------ Page text ------

Cara Rock-Singer Awarded Second NA’AMAT USA Research Fellowship in Honor of Elizabeth J. Raider
NA’AMAT USA is pleased to announce that Ms. Cara Rock-Singer of Ithaca, NY is the recipient of the Second NA’AMAT USA Research Fellowship in Honor of Elizabeth J. Raider. In addition, Dr. Tanya Zion-Waldoks of Beer-Sheva, Israel has been awarded an Honorable Mention.
The 2017-18 theme of the fellowship program is “Jewish Women’s Contributions to Israeli Society.” The fellowship carries an honorarium of $2500.
“The fellowship contest was highly competitive,” explained Dr. Mark A. Raider of the University of Cincinnati, who chairs the fellowship committee. The other committee members are Dr. Karla Goldman (University of Michigan), Dr. Daniel Greene (Northwestern University), Dr. Shirley Idelson (Independent Scholar), and Dr. Laura Levitt (Temple University).

------

Problem requirements> Repeat the fellowship announcement starting with "Cara Rock-Singer Awarded" and going on through "honorarium of $2500.", replacing "honorarium" with "stipend". The entries below this point come from a separate source and are unrelated to the fellowship announcement.

------ Material supplied ------

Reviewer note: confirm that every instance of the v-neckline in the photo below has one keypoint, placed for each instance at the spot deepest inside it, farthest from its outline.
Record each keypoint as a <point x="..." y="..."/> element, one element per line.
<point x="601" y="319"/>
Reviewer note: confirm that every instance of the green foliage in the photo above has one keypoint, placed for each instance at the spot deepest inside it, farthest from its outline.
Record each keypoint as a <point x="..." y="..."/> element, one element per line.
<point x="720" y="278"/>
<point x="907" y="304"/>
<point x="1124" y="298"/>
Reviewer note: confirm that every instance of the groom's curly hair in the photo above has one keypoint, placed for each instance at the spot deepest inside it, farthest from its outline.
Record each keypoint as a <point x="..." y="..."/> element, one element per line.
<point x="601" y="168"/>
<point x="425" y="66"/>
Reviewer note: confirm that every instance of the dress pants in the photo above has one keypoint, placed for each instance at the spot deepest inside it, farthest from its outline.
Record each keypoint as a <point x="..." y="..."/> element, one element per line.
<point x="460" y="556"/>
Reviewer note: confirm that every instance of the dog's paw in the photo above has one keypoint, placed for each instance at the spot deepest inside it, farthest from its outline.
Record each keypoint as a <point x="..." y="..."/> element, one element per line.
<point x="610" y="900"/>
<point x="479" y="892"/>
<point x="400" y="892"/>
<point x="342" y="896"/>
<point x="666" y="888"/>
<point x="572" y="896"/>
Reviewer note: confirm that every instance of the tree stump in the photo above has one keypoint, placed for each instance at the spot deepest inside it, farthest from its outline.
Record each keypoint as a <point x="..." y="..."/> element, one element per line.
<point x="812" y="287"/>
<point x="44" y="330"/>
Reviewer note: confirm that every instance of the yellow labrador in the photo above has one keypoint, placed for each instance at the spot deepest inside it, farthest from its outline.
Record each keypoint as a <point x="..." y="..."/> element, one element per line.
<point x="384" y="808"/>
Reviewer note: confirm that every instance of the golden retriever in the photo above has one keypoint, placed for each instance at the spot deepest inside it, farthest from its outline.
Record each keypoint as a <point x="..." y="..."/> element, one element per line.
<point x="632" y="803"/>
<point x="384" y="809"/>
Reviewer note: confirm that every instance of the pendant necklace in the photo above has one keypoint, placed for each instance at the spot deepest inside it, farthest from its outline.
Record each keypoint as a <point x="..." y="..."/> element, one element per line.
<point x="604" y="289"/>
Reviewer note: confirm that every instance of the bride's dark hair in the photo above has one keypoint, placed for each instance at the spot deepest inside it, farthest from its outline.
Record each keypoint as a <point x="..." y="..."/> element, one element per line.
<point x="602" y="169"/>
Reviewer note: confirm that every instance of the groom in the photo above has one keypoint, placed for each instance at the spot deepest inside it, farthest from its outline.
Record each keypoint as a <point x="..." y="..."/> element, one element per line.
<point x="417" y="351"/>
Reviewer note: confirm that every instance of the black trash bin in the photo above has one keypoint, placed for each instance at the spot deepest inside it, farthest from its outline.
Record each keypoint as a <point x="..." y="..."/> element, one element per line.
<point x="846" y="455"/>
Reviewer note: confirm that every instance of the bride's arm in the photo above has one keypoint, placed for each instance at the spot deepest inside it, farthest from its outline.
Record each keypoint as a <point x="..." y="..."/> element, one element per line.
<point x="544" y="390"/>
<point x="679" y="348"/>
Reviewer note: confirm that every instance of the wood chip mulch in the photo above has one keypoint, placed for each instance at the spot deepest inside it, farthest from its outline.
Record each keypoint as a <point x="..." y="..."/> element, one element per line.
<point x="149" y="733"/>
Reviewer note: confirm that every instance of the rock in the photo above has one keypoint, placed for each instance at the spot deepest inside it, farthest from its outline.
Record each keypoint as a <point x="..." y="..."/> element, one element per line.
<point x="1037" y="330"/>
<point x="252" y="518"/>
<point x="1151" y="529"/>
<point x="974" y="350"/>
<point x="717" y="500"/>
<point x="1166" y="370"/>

------

Result>
Cara Rock-Singer Awarded Second NA’AMAT USA Research Fellowship in Honor of Elizabeth J. Raider
NA’AMAT USA is pleased to announce that Ms. Cara Rock-Singer of Ithaca, NY is the recipient of the Second NA’AMAT USA Research Fellowship in Honor of Elizabeth J. Raider. In addition, Dr. Tanya Zion-Waldoks of Beer-Sheva, Israel has been awarded an Honorable Mention.
The 2017-18 theme of the fellowship program is “Jewish Women’s Contributions to Israeli Society.” The fellowship carries an stipend of $2500.